**Your instructions**: Leaving out the pictures, transcribe all of the records faithfully.

**Source material**:
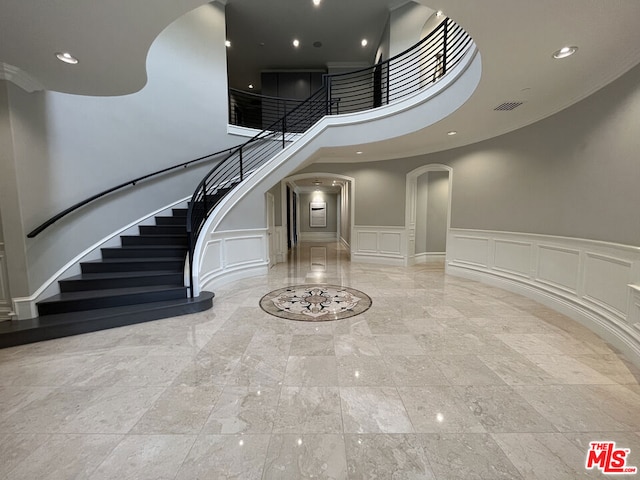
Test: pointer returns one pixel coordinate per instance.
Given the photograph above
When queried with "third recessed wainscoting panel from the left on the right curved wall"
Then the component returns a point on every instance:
(558, 267)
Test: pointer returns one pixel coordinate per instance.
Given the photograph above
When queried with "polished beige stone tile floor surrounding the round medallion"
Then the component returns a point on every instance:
(442, 378)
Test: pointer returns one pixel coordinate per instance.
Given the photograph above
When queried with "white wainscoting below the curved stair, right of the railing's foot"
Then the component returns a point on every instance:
(233, 255)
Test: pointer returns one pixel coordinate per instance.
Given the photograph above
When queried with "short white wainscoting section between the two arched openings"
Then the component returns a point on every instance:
(382, 245)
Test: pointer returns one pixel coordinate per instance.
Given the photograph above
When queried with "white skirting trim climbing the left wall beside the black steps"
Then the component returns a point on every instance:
(25, 307)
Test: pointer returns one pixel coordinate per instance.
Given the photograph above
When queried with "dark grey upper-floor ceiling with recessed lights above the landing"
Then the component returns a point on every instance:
(261, 35)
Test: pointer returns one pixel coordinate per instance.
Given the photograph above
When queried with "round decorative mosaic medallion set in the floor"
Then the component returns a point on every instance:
(315, 303)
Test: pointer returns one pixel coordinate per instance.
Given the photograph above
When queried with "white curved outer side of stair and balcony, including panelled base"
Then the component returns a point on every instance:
(217, 262)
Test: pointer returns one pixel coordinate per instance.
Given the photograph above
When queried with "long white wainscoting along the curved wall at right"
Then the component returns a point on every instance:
(595, 283)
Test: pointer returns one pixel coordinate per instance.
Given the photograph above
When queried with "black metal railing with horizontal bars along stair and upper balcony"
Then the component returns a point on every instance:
(392, 80)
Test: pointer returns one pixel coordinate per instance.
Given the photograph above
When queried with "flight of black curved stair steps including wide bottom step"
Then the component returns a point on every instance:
(141, 280)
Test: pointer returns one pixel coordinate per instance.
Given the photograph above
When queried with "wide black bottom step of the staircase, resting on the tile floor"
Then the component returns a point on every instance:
(21, 332)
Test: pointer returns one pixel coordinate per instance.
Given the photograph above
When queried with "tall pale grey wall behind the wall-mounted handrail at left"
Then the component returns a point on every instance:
(69, 147)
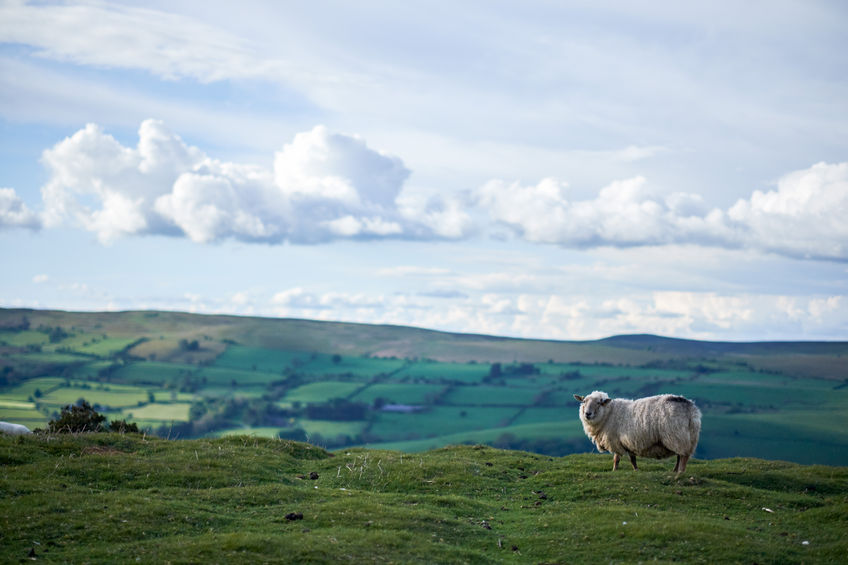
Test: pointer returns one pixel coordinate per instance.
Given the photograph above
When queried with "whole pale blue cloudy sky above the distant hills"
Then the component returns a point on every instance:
(555, 170)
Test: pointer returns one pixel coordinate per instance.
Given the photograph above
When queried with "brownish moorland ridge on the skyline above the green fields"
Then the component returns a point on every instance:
(401, 341)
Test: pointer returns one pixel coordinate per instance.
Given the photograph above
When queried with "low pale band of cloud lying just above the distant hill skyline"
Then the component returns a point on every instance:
(697, 315)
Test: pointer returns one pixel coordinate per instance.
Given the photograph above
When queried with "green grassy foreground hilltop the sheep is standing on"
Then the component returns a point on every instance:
(105, 498)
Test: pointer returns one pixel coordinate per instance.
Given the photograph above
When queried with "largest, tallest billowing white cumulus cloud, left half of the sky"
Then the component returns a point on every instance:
(324, 186)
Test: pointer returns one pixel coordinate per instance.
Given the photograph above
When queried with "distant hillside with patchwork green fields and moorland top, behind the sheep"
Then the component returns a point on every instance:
(340, 385)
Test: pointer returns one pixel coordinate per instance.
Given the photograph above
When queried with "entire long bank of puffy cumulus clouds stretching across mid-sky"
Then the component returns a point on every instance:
(326, 186)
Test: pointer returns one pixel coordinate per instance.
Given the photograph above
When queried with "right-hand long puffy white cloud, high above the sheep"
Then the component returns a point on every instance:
(803, 218)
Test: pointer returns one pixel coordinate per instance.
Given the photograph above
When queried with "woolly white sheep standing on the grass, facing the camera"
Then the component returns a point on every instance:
(656, 426)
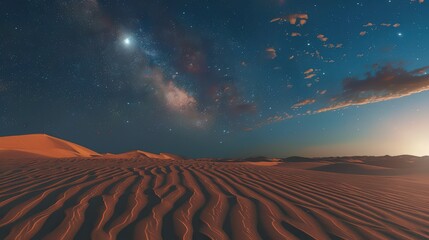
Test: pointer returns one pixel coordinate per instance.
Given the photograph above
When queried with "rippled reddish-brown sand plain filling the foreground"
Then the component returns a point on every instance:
(143, 198)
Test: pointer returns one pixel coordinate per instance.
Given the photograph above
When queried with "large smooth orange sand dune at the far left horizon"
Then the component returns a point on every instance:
(40, 145)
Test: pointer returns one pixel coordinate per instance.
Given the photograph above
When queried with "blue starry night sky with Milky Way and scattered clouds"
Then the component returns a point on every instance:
(218, 78)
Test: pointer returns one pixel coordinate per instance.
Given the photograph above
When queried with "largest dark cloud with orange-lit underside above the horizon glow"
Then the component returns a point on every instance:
(386, 84)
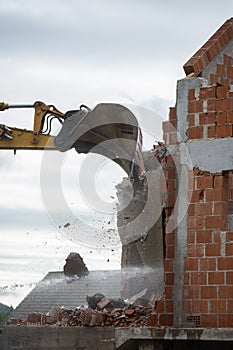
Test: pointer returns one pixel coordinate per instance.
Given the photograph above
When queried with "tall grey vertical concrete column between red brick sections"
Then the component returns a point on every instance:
(182, 161)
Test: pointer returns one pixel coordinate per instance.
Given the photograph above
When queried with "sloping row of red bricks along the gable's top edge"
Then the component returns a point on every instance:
(210, 49)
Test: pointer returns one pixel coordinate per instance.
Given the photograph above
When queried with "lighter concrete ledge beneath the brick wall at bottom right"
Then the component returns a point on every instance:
(205, 334)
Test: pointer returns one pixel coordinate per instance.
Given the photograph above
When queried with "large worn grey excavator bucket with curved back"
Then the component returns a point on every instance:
(110, 130)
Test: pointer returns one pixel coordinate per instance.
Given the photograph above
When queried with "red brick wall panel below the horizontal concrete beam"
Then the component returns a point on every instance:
(208, 289)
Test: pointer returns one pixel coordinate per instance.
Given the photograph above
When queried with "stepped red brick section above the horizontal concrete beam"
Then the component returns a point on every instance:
(211, 108)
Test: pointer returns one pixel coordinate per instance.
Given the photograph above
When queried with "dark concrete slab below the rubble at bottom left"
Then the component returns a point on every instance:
(55, 338)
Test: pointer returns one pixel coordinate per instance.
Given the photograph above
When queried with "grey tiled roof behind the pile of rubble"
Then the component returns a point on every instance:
(56, 290)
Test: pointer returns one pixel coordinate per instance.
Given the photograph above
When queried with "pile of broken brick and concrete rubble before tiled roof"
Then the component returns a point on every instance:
(105, 313)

**Solution to the problem**:
Test: pointer returns one pixel coordinate per instance.
Given the photograph above
When queried with "third recessed wainscoting panel from the left on the right curved wall"
Then the component returns a point on every instance:
(558, 267)
Test: pointer returns one pixel coordinate per instance.
Given the photograph above
When queried with "polished beige stone tile floor surrounding the round medallion"
Then the component returns a point on every instance:
(442, 378)
Test: pointer returns one pixel coordinate per instance.
Given the photograph above
When queried with "white wainscoting below the curved stair, right of the railing's foot"
Then the component returns a point on every instance:
(233, 255)
Test: pointer returns one pixel coordinate per instance.
Given the photograph above
When queried with "short white wainscoting section between the two arched openings"
Then the component returns a point on every instance:
(382, 245)
Test: pointer returns one pixel coordinate per instance.
Given the photograph above
When queried with "white skirting trim climbing the left wall beside the black steps"
Then the component returns a point on every instance:
(25, 307)
Test: pointer returns one pixel coordinate per instance.
Given the photograph above
When queried with "dark grey upper-floor ceiling with recessed lights above the landing"
Then the component returns a point on every instance:
(261, 35)
Test: pointer returns one pixel coordinate per instance.
Given the photograph above
When queried with "round decorative mosaic medallion set in the floor"
Then the component returns a point on every instance:
(315, 303)
Test: pointer returns one pixel coordinate per instance.
Given the photograph above
When queried with "white curved outer side of stair and balcony, including panelled base"
Then the component returns a point on every instance:
(217, 262)
Test: pointer returns one pixel coordinate per instance.
Given the photograph above
When queried with "long white wainscoting along the curved wall at right"
Then the component returns a point on every instance:
(595, 283)
Test: pointer returns one pixel coordinate per instance.
Given the photograph above
When queried with "black metal railing with horizontal bars along stair and upper balcony"
Then the component returns a point on every instance:
(392, 80)
Test: pointer returns one pixel coordinate per instance.
Given the photograph above
When queried with "flight of black curved stair steps including wide bottom step"
Then the component returns a point on every instance:
(141, 280)
Test: pointer returns one pixel coordinate per instance.
Given the photograph above
When queried with "wide black bottom step of the staircase, resting on the tile floor"
Then the component returns a point on every instance:
(21, 332)
Test: pointer returns one pixel coordinate per instance.
Given the photograph above
When queried with "tall pale grey wall behind the wall-mounted handrail at left"
Then the component returns a point on every instance:
(69, 147)
Test: pointer returns one pixel coordinate per instance.
Given the photograph above
When queried with "whole pale blue cloudy sky above the distant hills"
Then the component returns a point on every instance:
(555, 170)
Test: pointer returns one pixel coordinate per instance.
Given the photograph above
When queried with "brownish moorland ridge on the skyline above the green fields"
Then the component returns a point on every instance:
(401, 341)
Test: pointer returns one pixel coordinate per instance.
Given the photograph above
When queried with "low pale band of cloud lying just above the distant hill skyline"
Then the component returns a point on every instance:
(697, 315)
Test: pointer returns one pixel coordinate per instance.
Given the photograph above
When queried with "green grassy foreground hilltop the sheep is standing on"
Then the component returns a point on every instance:
(105, 498)
Test: pointer returns one pixel coordinate per instance.
Given the photograph above
When queried with "largest, tallest billowing white cumulus cloud, left half of the sky"
Then the component returns a point on every instance:
(324, 186)
Test: pointer returns one pixel coordinate per instance.
Given the photograph above
When queried with "distant hillside with patchwork green fields and moorland top, behind the sheep"
Then the component returns a point on every instance:
(340, 385)
Test: pointer returns one pixel coordinate per instance.
Given the photograph above
When queried with "entire long bank of puffy cumulus clouds stretching across mid-sky"
Then the component returns a point on every instance:
(326, 186)
Test: pointer returns one pixel coordinate per instance.
Given the photograph above
When queried with "right-hand long puffy white cloud, high above the sheep"
Then the component returns a point on every instance:
(803, 218)
Test: pointer returns one pixel coordinate per instance.
Given the photograph above
When queried with "woolly white sheep standing on the grass, facing the camera"
Then the component returns a point on every instance:
(656, 426)
Test: pointer returns one pixel coordinate per instance.
Given the photograph above
When queried with "rippled reddish-brown sand plain filling the foreground"
Then the component returns a point on every instance:
(143, 198)
Test: pointer returns one pixel coordinate per instance.
Given the photograph above
When queried with "large smooth orange sand dune at the far left horizon"
Then the component returns a point on every instance:
(40, 145)
Test: pointer returns one pixel coordinate per instance.
Given the photograph above
When queried with "blue starry night sky with Milky Way and scattered clouds"
Then the component returns a point on every instance:
(218, 78)
Test: pointer returns one pixel coordinate per instance.
Given the photograph above
When queried with "largest dark cloud with orange-lit underside above the horizon glow"
Then the component returns a point on every instance:
(386, 84)
Test: pointer returns one pixel coordinate per instance.
Given the photograph above
When queried with "tall grey vertical concrete column between red brick sections"
Then the component returns a point on every instance:
(182, 161)
Test: pointer returns one pixel coordinate per instance.
Given the photograph above
When queried with "sloping row of red bricks along the gable's top edge"
Then the component returns a point on every instance:
(210, 49)
Test: pointer returns one pixel coordinate per instance.
Given the photograph above
When queried with "lighter concrete ledge beneath the brick wall at bottom right"
Then the component returns a point on every instance:
(205, 334)
Test: pointer returns one pixel coordinate per instance.
Given the photograph above
When queried with "large worn grey excavator bucket with curved back"
Then the component returns a point on every instance:
(110, 130)
Test: pointer returns one pixel coordinate per instance.
Given the photograph above
When queried with "red brick wall panel below the horizontal concrete beam"
Then the component returns a point on every instance:
(208, 289)
Test: pointer returns one pixel coordinate per instance.
Given the photograph above
When queried with "stepped red brick section above the horizontal concrete beam"
Then the component returns a point on every instance:
(211, 108)
Test: pointer returns one pixel coordinate per instance.
Given the photograph above
When queried with "dark concrete slab below the rubble at bottom left"
Then the component returns a point on every instance:
(55, 338)
Test: pointer returns one pixel coordinate per instance.
Given the photograph above
When queried with "grey tiled roof behind the pile of rubble"
Then the component returns a point on every instance:
(56, 290)
Test: pointer returns one pixel coordinate per instance.
Given the photograph above
When queried with "pile of broken brick and concrete rubble before tiled roof"
Then the component returns a point on every instance:
(105, 313)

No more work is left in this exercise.